(Rows of box annotation data)

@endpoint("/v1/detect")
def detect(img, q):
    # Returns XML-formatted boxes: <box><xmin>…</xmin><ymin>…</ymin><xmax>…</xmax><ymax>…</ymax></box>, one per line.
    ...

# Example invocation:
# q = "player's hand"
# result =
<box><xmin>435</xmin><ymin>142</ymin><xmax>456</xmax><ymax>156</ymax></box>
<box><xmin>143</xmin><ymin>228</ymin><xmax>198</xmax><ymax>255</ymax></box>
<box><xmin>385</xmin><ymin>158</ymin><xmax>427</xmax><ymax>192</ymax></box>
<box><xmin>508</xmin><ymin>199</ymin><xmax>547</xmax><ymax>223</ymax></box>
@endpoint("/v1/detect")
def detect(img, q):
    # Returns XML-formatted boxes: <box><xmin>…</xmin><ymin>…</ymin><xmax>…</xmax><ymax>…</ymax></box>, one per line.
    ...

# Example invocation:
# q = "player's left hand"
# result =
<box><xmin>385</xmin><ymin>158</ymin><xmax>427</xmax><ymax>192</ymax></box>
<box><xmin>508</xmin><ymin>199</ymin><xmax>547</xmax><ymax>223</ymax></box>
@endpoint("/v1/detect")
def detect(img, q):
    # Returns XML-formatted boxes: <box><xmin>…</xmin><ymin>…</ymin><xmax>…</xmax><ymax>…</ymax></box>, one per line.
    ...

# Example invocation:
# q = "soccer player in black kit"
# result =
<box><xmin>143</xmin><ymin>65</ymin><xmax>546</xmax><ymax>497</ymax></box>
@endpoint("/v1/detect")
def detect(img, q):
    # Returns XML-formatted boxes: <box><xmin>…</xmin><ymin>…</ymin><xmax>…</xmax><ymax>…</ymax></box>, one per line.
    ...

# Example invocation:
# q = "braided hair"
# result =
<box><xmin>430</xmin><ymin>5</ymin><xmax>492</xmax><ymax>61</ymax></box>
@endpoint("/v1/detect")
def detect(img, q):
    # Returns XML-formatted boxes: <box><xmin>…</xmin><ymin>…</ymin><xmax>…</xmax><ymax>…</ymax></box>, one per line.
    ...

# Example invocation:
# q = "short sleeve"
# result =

## TASK DETAILS:
Could you transcribe all of these rows exactly as they are, character for character?

## ANSWER TO THE TASK:
@endpoint("/v1/detect")
def detect(img, q):
    # Returns XML-formatted boxes: <box><xmin>…</xmin><ymin>…</ymin><xmax>…</xmax><ymax>…</ymax></box>, one per line.
    ...

# Example invocation:
# q = "player's hand"
# result =
<box><xmin>435</xmin><ymin>142</ymin><xmax>456</xmax><ymax>156</ymax></box>
<box><xmin>143</xmin><ymin>228</ymin><xmax>198</xmax><ymax>255</ymax></box>
<box><xmin>385</xmin><ymin>158</ymin><xmax>427</xmax><ymax>192</ymax></box>
<box><xmin>508</xmin><ymin>199</ymin><xmax>547</xmax><ymax>223</ymax></box>
@endpoint("/v1/detect")
def detect(img, q):
    # Returns XML-formatted boxes: <box><xmin>…</xmin><ymin>…</ymin><xmax>…</xmax><ymax>…</ymax></box>, one per line.
    ...

# Example invocation:
# q = "player's left hand"
# result =
<box><xmin>385</xmin><ymin>158</ymin><xmax>427</xmax><ymax>192</ymax></box>
<box><xmin>508</xmin><ymin>199</ymin><xmax>547</xmax><ymax>223</ymax></box>
@endpoint("/v1/detect")
def detect(img, q):
    # Returns XML-formatted boxes: <box><xmin>…</xmin><ymin>…</ymin><xmax>…</xmax><ymax>…</ymax></box>, one per line.
    ...

# Example invocation:
# q = "soccer player in black kit"
# result =
<box><xmin>143</xmin><ymin>65</ymin><xmax>546</xmax><ymax>497</ymax></box>
@endpoint("/v1/detect")
def detect(img, q):
    # Returns XML-formatted boxes: <box><xmin>…</xmin><ymin>…</ymin><xmax>…</xmax><ymax>…</ymax></box>, one per line.
    ...

# Example invocation:
# q = "braided hair"
# result =
<box><xmin>430</xmin><ymin>5</ymin><xmax>492</xmax><ymax>61</ymax></box>
@endpoint("/v1/detect")
def detect(img, q):
    # Returns XML-formatted boxes: <box><xmin>…</xmin><ymin>…</ymin><xmax>…</xmax><ymax>…</ymax></box>, one per line.
    ...

# Example invocation:
# q = "short sleeve"
# result =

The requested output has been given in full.